> Exercise description
Emit a verbatim copy of the lines running from the line with "Where can the tree" through the end of the material below.

> Extracted information
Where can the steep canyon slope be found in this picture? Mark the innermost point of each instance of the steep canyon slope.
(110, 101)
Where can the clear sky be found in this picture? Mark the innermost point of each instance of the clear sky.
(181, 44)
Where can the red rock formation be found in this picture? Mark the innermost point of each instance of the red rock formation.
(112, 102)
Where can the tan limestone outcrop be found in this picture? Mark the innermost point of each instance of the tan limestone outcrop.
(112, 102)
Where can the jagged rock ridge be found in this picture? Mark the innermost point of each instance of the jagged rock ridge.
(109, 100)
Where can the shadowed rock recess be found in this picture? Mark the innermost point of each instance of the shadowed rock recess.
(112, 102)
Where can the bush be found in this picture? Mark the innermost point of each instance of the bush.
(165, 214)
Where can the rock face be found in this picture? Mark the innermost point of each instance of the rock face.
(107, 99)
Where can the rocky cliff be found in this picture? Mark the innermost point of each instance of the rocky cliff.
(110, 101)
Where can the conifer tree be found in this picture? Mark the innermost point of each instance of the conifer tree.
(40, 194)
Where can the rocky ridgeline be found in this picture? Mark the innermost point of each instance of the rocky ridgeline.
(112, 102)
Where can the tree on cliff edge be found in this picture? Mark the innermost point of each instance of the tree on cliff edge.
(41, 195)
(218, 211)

> Response to the exercise
Where can the tree on cliff edge be found in this picture? Mark the innermost point of each instance of the tree on cliff edge.
(41, 195)
(218, 211)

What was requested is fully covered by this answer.